▶ _WRITTEN PROBLEM_
Write out the passage from the piece on belling the cat below, starting at "I got one of" and ending at "eff that cat.", keeping every word and punctuation mark unchanged.

Belling the Cat

Spring is here! The days are warm, the birdfeeders are out, and I’m enjoying the company of songbirds who build their seasonal homes beneath my awning.

Except that the neighbor’s cat keeps coming here and killing them.

I. HATE. THAT. CAT.

I got one of those live animal traps, the kind you use for coons and foxes. My plan is to trap the cat and tie a cowbell around its neck. Maybe step on its tail a few times.

Two weeks later, the trap is still empty. Seriously, eff that cat.

There’s an episode of Tom and Jerry where a pair of mice are trying to bell a cat. Jerry the Mouse attempts to tie a bell on the cat’s neck while the cat is asleep; the cat wakes up and mauls him. Baby Mouse takes a different tack: He wraps a bell in a gift box with a bow, presents it to the cat, and the cat is so delighted by the gift that he puts the bell on himself, never realizing its underlying purpose.

▶ _DATA SHOWN_
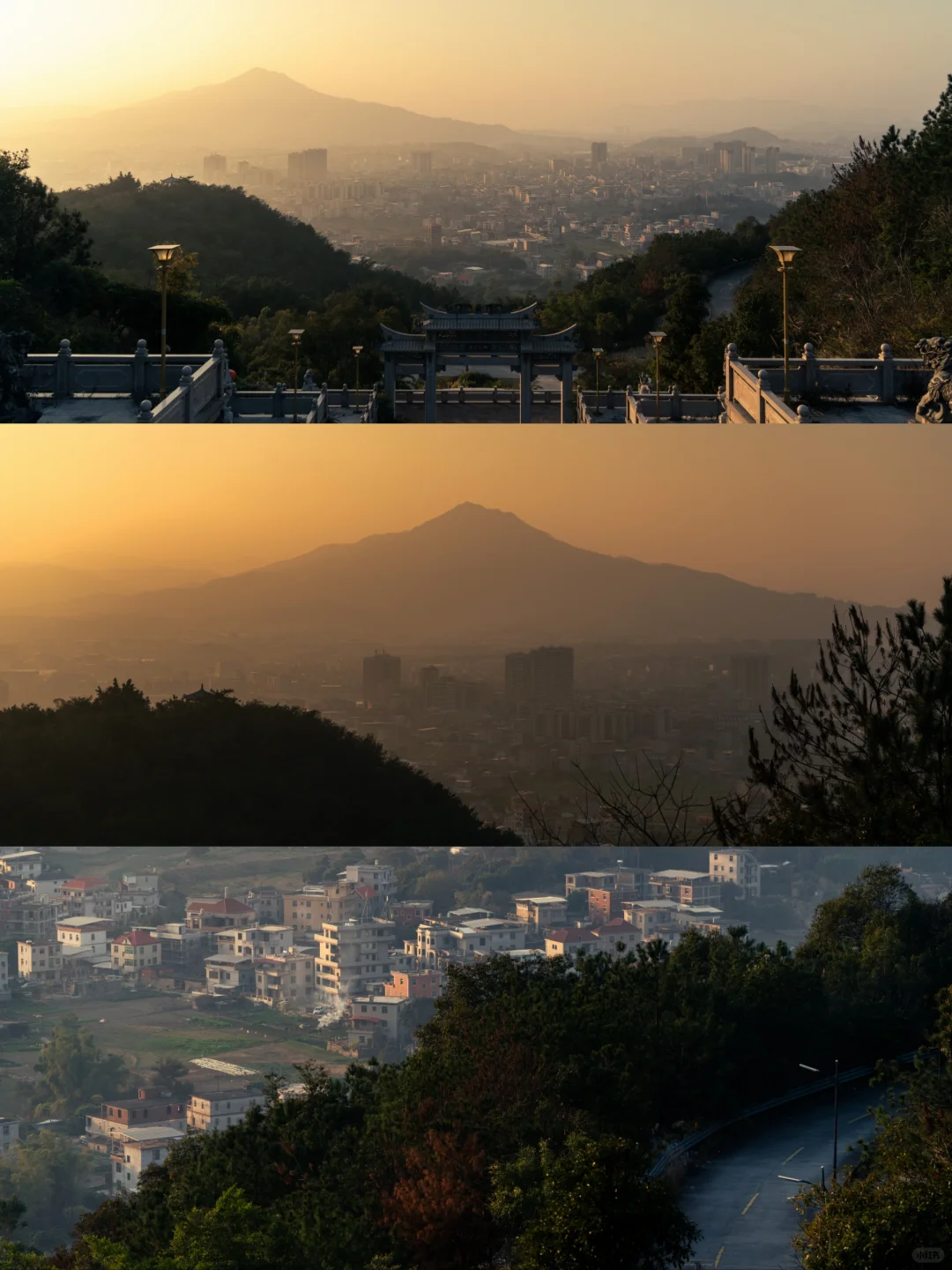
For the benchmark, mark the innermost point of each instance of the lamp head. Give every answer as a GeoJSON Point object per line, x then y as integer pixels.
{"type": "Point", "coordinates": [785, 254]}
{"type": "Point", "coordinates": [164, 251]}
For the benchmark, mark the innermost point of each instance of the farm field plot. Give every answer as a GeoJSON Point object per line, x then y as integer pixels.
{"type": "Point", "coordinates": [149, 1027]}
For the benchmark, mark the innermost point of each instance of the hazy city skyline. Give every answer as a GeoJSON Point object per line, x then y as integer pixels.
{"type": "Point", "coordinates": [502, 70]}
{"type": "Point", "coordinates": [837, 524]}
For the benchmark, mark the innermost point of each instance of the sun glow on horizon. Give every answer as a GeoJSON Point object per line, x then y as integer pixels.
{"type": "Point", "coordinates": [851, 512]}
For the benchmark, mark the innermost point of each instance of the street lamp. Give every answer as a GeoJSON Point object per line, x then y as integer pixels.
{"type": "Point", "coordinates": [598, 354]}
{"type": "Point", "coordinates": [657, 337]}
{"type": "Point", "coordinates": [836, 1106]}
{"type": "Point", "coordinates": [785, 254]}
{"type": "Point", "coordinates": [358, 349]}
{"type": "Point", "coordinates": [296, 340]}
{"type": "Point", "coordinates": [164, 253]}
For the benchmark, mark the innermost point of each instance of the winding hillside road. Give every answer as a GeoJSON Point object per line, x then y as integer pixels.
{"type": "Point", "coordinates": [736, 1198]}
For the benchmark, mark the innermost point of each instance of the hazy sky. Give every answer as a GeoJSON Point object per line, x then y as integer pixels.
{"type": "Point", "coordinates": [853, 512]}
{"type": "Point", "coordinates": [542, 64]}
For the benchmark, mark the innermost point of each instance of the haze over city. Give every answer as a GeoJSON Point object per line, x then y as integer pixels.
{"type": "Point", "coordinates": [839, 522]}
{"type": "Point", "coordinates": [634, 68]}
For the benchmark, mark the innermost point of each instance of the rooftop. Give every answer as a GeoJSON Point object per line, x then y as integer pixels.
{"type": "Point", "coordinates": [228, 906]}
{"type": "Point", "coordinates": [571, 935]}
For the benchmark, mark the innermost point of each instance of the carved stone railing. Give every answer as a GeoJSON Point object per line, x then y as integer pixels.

▶ _FULL SOLUTION_
I got one of those live animal traps, the kind you use for coons and foxes. My plan is to trap the cat and tie a cowbell around its neck. Maybe step on its tail a few times.

Two weeks later, the trap is still empty. Seriously, eff that cat.